SELECTED TEXT ->
## Highlights

- •
Simple randomization leads most of the time to unequal group sizes.

- •
Simple randomization is suggested for large samples, and block randomization is suggested for smaller samples.

- •
Sample size influences the power more than the group imbalance.

It is virtually impossible to control all the factors that may confound results in research. Factors unknown to the researcher can create differences between groups that are not related to the primary factor under analysis. Randomization is perhaps one of the best ways to try to overcome such unknown factors. It homogenizes groups so that each specimen, participant, or intervention has the same chance of being allocated to each experimental group. Therefore, it is important to include randomization in experimental designs of orthodontic studies when possible.

Imagine a research project where 2 adhesive systems from 2 manufacturers are being compared for shear bond strength. The researcher may collect data of the adhesive system from manufacturer A in the morning and from manufacturer B in the afternoon. It is possible that the researcher might be tired toward the end of the day and therefore could, unconsciously, be less precise when collecting data. Thus, if differences were found between the groups, would those be attributed only to the adhesive system or to the researcher’s fatigue as well?

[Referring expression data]
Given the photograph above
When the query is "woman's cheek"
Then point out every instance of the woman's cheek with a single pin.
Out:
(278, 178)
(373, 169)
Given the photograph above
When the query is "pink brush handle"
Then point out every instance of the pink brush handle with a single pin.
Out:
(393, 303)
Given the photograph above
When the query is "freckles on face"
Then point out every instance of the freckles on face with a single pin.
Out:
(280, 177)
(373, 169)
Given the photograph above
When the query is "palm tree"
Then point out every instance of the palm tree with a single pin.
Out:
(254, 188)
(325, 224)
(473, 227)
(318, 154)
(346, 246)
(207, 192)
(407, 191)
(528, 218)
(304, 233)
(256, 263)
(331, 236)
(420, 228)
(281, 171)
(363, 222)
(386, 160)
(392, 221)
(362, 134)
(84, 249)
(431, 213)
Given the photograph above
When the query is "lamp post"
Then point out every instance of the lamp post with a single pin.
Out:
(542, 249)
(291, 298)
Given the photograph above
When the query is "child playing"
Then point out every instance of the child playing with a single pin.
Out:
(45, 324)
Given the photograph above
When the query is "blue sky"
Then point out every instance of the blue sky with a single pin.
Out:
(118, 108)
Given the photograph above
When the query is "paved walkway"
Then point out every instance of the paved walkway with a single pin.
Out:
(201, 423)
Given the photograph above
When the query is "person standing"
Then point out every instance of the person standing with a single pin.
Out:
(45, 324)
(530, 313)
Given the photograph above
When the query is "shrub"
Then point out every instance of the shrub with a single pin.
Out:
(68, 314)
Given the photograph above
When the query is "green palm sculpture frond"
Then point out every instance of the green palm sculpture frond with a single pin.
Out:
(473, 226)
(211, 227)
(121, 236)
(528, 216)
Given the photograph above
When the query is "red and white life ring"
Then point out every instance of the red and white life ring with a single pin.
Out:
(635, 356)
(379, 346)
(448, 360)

ACTIVITIES ->
1. According to the randomization text, which kind of randomization is suggested for smaller samples?
2. Rewrite the paragraph of the randomization text that begins "It is virtually impossible" as a short bulleted list that keeps its main facts.
3. Quote the randomization text word for word, from "Imagine a research" to "fatigue as well?".

WRITTEN RESPONSES ->
1. Block randomization is suggested for smaller samples.

2.
- Not all factors that may confound research results can be controlled.
- Factors unknown to the researcher can create group differences unrelated to the primary factor under analysis.
- Randomization is perhaps one of the best ways to overcome such unknown factors.
- It homogenizes groups, giving each specimen, participant, or intervention the same chance of allocation to each experimental group.
- It should therefore be included in the experimental designs of orthodontic studies when possible.

3.
Imagine a research project where 2 adhesive systems from 2 manufacturers are being compared for shear bond strength. The researcher may collect data of the adhesive system from manufacturer A in the morning and from manufacturer B in the afternoon. It is possible that the researcher might be tired toward the end of the day and therefore could, unconsciously, be less precise when collecting data. Thus, if differences were found between the groups, would those be attributed only to the adhesive system or to the researcher’s fatigue as well?